Task material -
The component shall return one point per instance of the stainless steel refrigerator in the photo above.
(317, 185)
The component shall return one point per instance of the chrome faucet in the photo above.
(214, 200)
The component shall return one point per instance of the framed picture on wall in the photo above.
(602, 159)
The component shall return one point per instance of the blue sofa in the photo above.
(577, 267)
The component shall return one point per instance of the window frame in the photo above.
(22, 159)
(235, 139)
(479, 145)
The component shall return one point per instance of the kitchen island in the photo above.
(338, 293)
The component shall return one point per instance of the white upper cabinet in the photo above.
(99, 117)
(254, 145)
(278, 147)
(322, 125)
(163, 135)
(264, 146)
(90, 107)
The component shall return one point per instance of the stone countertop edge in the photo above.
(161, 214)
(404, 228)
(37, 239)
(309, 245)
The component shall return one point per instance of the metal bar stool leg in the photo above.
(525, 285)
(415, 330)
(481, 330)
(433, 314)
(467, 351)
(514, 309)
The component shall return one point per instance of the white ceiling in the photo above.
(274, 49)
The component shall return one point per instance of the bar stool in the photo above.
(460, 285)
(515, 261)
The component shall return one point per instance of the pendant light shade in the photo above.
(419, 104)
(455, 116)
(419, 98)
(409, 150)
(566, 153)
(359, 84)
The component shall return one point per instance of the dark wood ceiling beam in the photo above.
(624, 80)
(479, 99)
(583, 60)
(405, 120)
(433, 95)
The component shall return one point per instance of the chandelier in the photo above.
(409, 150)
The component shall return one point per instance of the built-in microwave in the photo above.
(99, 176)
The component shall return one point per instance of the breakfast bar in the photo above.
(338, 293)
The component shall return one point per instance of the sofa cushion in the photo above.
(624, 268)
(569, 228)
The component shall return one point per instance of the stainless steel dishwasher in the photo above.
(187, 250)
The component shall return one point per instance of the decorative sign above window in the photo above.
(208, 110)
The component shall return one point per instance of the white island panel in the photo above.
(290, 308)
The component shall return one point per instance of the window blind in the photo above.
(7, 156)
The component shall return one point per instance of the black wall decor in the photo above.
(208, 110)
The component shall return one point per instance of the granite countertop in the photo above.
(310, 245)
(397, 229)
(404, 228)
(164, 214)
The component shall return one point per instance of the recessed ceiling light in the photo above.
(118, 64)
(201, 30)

Exercise - Emit the records above again, exactly, with no line skipped.

Response below -
The component shall return one point per instance of the stainless steel refrigerator in the photo above.
(317, 185)
The component shall return one point per instance of the chrome faucet in the photo above.
(214, 200)
The component shall return one point per instance of the framed picture on wall in the photo above.
(602, 159)
The component shall return one point per instance of the blue sofa in the photo above.
(577, 267)
The component shall return one point per instance of the window frame in the photo above.
(22, 159)
(235, 139)
(479, 145)
The component shall return one point per instance of the kitchen island in the photo above.
(338, 293)
The component shall return one point per instance of the white upper cabinet in the photo above.
(99, 117)
(254, 145)
(278, 147)
(322, 125)
(163, 135)
(264, 146)
(90, 107)
The component shall return one point per instance of the stone countertop edge in the photo above.
(161, 214)
(404, 228)
(37, 239)
(309, 245)
The component shall return one point per instance of the metal bar stool leg in the photo above.
(525, 285)
(415, 330)
(481, 330)
(433, 314)
(467, 351)
(514, 309)
The component shall return one point per instance of the white ceiling in the photo above.
(274, 49)
The component shall return one point per instance of the bar stool in the photo above.
(460, 285)
(515, 261)
The component shall return one point per instance of the pendant light shade in the photo above.
(419, 104)
(455, 116)
(419, 98)
(409, 150)
(566, 153)
(359, 84)
The component shall return one point per instance of the dark wood ceiling beam in the photo above.
(624, 80)
(479, 99)
(583, 60)
(405, 120)
(433, 95)
The component shall return one point per instance of the chandelier in the photo above.
(409, 150)
The component shall return one point per instance of the built-in microwave in the photo above.
(99, 176)
The component shall return one point per instance of the breakfast bar in the photo above.
(338, 293)
The component shall return one point per instance of the sofa cushion in the photo above.
(624, 268)
(569, 228)
The component shall return one point per instance of the stainless steel dishwasher in the photo above.
(187, 250)
The component shall return one point per instance of the decorative sign above window in the photo above.
(208, 110)
The component shall return one point per instance of the white island panel in the photo above.
(290, 308)
The component shall return one point per instance of the window blind in the photo above.
(7, 156)
The component shall return one point per instance of the black wall decor in the photo above.
(208, 110)
The component shall return one point per instance of the granite countertop in the photo above.
(310, 245)
(397, 229)
(404, 228)
(164, 214)
The component shall return one point per instance of the recessed ceiling light in the photo above.
(118, 64)
(201, 30)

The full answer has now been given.